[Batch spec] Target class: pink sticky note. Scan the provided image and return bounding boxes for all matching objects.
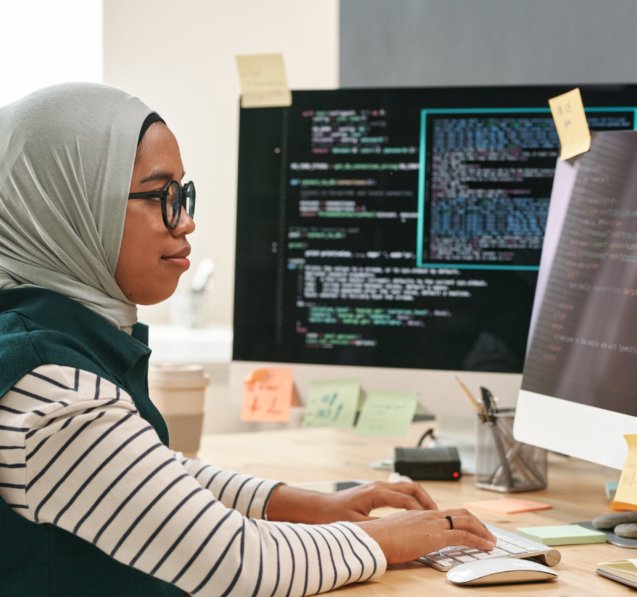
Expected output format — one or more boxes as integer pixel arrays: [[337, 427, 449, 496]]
[[241, 367, 294, 423], [464, 498, 552, 514]]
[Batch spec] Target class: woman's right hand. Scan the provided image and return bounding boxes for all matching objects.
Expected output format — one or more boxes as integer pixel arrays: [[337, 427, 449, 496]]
[[357, 508, 496, 564]]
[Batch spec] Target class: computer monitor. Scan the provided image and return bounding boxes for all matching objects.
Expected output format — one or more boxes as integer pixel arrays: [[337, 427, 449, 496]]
[[230, 85, 637, 428], [514, 131, 637, 469]]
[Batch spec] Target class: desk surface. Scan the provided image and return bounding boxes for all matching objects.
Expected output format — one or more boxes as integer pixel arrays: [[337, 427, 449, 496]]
[[199, 425, 637, 597]]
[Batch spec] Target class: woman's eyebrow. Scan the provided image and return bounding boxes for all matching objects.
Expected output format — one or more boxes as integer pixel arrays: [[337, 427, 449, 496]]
[[139, 170, 186, 184]]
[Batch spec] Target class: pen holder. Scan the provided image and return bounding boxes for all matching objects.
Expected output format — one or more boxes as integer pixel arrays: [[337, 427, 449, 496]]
[[475, 409, 547, 492]]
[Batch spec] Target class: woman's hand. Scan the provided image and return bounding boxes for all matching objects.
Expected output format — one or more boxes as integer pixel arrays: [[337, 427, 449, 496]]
[[267, 481, 436, 524], [358, 509, 495, 564]]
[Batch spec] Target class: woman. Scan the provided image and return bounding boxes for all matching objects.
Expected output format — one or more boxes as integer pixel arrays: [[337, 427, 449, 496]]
[[0, 84, 493, 597]]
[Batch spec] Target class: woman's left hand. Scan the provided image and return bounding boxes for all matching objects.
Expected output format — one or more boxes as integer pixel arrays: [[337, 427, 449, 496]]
[[268, 481, 437, 524]]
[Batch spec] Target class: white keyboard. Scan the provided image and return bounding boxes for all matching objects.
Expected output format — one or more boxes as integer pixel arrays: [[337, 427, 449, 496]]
[[418, 524, 562, 572]]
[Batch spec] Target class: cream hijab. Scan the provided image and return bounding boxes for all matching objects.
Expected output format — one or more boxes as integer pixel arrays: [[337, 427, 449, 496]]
[[0, 83, 152, 332]]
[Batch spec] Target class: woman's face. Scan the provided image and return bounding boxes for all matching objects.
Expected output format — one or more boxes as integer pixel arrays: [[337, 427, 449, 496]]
[[115, 122, 195, 305]]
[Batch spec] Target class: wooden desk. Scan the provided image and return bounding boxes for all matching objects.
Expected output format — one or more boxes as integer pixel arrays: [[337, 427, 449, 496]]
[[199, 425, 637, 597]]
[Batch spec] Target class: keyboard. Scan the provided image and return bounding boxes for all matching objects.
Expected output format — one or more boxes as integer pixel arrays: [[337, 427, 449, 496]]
[[417, 524, 562, 572]]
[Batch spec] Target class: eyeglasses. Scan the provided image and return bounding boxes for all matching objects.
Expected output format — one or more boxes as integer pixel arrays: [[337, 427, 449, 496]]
[[128, 180, 195, 230]]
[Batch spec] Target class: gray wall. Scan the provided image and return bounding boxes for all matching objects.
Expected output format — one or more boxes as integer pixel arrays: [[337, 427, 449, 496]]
[[339, 0, 637, 87]]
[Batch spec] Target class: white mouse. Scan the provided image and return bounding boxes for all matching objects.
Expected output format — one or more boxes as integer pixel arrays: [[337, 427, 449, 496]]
[[447, 558, 557, 585]]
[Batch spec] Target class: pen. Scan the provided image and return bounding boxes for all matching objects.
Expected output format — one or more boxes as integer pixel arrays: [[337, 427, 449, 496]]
[[480, 386, 498, 417], [454, 375, 487, 423]]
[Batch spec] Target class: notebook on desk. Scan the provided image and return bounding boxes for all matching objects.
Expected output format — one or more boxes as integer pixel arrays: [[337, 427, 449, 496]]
[[417, 524, 562, 572]]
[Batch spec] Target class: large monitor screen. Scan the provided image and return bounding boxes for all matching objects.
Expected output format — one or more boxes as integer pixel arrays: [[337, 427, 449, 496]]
[[233, 85, 637, 373], [515, 131, 637, 468]]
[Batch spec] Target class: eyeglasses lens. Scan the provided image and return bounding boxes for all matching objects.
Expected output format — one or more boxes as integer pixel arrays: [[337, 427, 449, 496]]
[[166, 181, 181, 227]]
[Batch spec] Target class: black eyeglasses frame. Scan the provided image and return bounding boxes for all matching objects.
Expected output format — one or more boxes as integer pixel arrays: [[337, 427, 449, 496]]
[[128, 180, 196, 230]]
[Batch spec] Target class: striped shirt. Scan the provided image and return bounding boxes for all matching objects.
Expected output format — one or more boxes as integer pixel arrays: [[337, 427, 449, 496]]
[[0, 365, 386, 596]]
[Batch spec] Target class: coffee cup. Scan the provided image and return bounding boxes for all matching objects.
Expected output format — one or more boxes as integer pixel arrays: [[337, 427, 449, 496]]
[[148, 363, 209, 457]]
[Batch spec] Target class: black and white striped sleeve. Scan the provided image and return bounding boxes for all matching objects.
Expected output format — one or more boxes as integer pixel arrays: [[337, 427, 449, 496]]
[[173, 452, 279, 518], [0, 365, 386, 595]]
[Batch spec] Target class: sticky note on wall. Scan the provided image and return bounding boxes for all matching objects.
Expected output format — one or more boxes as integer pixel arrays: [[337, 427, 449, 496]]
[[356, 392, 418, 437], [549, 88, 591, 160], [303, 380, 360, 428], [241, 367, 296, 423], [235, 54, 292, 108]]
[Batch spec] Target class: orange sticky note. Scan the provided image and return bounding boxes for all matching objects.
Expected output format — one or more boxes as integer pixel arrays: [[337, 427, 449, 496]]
[[241, 367, 295, 423], [464, 498, 552, 514]]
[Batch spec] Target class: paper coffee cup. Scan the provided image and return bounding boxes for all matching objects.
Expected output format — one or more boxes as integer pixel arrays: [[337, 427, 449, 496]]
[[148, 363, 209, 457]]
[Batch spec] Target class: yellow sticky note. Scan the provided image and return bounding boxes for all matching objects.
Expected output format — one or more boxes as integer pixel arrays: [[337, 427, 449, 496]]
[[235, 54, 292, 108], [303, 379, 360, 428], [356, 392, 418, 437], [549, 87, 591, 160], [612, 434, 637, 510], [241, 367, 295, 423]]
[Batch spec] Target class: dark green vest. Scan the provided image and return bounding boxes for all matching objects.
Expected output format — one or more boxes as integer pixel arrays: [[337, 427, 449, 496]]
[[0, 288, 183, 597]]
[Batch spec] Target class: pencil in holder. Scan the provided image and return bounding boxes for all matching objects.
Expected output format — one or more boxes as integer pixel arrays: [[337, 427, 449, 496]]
[[475, 409, 548, 492]]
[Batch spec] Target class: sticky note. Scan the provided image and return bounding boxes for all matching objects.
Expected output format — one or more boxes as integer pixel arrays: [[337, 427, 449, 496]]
[[235, 54, 292, 108], [604, 481, 619, 502], [515, 524, 606, 545], [464, 498, 551, 514], [549, 87, 591, 160], [356, 392, 418, 437], [241, 367, 296, 422], [612, 434, 637, 510], [303, 380, 360, 428]]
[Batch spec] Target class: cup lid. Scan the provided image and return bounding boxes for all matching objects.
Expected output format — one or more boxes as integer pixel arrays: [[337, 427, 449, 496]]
[[148, 362, 209, 388]]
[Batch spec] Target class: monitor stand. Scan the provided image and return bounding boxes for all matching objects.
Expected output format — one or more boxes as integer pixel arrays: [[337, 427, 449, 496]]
[[425, 416, 478, 475]]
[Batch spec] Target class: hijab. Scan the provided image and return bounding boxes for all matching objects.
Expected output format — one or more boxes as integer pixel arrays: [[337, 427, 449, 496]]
[[0, 83, 152, 332]]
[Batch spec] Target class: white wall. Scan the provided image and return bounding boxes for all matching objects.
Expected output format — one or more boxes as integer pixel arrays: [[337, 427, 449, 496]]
[[104, 0, 338, 325], [0, 0, 102, 106]]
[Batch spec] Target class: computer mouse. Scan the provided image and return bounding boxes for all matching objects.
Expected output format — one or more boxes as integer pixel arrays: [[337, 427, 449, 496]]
[[447, 558, 557, 585]]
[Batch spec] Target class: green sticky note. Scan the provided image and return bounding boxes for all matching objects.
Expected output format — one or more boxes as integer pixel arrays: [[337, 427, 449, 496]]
[[303, 379, 360, 427], [516, 524, 606, 545], [356, 392, 418, 437]]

-----

Exercise objective: Can you put the entries, from the start through the line containing "[[241, 367, 294, 423], [464, 498, 552, 514]]", into a two-column CSV with the columns text and answer? Give one row per entry, put each field in quotes with line breaks turned into spaces, and leave out the picture.

Result for this task:
text,answer
"[Batch spec] Target class: pink sticky note. Scan the provided image and return bounding boxes for all matching objects. Expected output format — one or more boxes as integer pixel arrays: [[337, 427, 449, 496]]","[[241, 367, 294, 423], [464, 498, 552, 514]]"